TASK:
Below are records; copy every line among them that contains the word "grid".

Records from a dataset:
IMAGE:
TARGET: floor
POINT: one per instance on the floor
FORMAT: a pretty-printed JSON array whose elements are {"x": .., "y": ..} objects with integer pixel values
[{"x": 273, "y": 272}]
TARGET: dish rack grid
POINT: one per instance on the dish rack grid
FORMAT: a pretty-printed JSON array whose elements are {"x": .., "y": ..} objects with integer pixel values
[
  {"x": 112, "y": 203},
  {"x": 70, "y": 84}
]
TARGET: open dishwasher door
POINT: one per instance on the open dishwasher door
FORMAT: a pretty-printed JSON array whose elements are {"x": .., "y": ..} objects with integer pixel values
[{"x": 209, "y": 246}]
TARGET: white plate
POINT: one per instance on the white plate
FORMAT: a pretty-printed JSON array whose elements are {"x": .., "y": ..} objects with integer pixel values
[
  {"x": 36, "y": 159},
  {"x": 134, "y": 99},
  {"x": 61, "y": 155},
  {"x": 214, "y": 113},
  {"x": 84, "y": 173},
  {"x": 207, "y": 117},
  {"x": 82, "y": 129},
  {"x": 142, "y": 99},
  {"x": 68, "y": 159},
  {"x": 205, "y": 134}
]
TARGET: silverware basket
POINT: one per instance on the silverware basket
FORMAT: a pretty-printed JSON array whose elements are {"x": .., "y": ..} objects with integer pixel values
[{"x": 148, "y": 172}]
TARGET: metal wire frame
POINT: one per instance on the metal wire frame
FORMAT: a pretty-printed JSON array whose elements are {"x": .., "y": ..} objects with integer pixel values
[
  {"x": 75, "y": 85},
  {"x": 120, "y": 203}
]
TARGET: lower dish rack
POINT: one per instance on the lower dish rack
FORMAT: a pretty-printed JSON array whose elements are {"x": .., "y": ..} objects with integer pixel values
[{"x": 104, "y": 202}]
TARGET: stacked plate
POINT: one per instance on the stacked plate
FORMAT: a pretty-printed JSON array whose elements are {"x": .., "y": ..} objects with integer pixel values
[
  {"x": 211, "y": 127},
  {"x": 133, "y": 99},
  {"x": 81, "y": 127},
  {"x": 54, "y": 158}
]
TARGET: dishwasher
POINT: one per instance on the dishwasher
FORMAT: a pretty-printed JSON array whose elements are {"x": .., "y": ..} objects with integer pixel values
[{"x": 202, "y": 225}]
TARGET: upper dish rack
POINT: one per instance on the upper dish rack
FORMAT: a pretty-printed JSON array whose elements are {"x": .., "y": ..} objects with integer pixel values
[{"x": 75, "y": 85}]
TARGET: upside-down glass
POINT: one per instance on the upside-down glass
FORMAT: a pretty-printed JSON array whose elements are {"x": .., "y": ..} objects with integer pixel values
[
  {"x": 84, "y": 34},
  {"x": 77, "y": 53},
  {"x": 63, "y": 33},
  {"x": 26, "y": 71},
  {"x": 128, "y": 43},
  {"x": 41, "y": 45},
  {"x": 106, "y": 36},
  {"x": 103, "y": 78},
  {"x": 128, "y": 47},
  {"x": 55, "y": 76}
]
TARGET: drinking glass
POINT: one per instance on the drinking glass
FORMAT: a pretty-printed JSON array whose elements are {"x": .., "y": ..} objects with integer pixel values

EXERCISE SOLUTION:
TARGET: dish rack grid
POINT: one per instance on the dish rack grid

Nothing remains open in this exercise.